[Items listed in a dataset]
+--
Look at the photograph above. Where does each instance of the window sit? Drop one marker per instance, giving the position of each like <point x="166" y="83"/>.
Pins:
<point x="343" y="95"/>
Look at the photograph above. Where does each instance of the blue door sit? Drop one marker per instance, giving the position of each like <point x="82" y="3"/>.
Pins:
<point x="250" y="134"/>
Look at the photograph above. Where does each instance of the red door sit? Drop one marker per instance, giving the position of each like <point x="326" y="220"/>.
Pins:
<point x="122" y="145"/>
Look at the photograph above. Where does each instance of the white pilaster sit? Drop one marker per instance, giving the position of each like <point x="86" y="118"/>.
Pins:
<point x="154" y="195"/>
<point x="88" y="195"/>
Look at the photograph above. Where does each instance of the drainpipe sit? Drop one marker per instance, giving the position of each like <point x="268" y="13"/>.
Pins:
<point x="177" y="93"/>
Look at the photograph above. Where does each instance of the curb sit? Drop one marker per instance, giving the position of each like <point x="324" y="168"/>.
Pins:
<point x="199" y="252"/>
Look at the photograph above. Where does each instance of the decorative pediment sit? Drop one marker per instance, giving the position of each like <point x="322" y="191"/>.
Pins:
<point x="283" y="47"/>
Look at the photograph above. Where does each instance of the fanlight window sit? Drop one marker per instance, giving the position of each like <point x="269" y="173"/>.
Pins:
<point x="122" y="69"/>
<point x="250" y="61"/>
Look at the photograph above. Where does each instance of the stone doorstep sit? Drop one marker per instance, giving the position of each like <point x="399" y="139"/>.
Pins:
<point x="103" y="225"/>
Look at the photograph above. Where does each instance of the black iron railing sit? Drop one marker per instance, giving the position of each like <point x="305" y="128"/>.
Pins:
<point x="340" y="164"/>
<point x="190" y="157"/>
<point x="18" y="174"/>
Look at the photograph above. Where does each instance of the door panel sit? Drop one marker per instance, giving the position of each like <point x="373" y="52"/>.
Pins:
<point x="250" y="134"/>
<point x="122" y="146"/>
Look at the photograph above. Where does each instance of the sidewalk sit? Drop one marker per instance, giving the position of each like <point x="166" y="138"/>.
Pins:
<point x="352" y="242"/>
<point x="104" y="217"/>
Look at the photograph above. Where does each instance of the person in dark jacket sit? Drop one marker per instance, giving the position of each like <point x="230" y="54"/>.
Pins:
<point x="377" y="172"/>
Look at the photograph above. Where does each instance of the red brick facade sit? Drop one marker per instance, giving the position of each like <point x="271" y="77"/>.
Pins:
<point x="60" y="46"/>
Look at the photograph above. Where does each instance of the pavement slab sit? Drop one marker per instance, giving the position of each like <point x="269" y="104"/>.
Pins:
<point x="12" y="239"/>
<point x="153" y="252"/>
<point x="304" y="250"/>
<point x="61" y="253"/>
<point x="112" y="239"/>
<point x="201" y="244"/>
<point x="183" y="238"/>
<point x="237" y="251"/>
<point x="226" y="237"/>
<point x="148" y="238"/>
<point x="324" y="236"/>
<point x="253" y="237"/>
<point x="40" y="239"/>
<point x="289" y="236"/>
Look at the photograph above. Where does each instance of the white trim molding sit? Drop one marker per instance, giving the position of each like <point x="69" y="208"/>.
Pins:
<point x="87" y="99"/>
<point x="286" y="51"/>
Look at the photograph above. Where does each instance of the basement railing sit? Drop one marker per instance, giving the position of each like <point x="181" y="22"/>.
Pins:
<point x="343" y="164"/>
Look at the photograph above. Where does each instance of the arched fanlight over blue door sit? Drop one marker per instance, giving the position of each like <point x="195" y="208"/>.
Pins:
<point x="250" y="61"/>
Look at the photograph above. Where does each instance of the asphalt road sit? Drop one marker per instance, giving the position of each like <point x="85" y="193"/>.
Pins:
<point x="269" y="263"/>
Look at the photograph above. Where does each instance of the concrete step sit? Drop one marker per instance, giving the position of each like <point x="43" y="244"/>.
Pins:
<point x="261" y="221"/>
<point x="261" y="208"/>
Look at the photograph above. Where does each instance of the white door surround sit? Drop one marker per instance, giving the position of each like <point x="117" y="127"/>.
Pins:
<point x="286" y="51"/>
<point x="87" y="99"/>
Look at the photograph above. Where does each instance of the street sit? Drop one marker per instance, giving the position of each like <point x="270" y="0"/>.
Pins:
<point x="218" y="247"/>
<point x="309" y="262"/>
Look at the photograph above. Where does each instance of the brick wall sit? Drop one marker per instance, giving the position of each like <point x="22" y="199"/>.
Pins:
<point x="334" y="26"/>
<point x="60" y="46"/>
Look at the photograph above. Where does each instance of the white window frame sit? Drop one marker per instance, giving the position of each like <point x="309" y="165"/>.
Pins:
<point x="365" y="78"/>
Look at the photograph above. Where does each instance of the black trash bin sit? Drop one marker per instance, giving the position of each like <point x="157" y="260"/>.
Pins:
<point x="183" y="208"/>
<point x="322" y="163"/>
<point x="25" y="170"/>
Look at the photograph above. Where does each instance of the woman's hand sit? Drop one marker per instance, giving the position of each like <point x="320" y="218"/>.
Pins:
+--
* What you are asked to do *
Among the entries above, the lines between the ones containing "of the door" and "of the pavement", inclusive, are to be transcribed exactly. No other line is to be given.

* Task response *
Look at the photograph above. Where does each instance of the door panel sit? Drop one marker per instance, giving the position of each like <point x="373" y="52"/>.
Pins:
<point x="250" y="134"/>
<point x="122" y="146"/>
Look at the photograph above. Where does each instance of the sidewalk sit? Drop one marker per instance, giving the position of each like <point x="166" y="138"/>.
Pins:
<point x="352" y="242"/>
<point x="104" y="217"/>
Look at the photograph above. Where does each instance of the person in dark jacket sit? Drop one marker per instance, giving the position of each like <point x="230" y="54"/>.
Pins:
<point x="377" y="172"/>
Look at the photograph above. Where does each instance of the red brick facade sit? Drop one marker per instance, giving the position of each like <point x="271" y="77"/>.
Pins:
<point x="60" y="46"/>
Look at the photograph above. Where does each instance of the pavement slab sit? Drop one marker per instance, giving the position of each like <point x="269" y="104"/>.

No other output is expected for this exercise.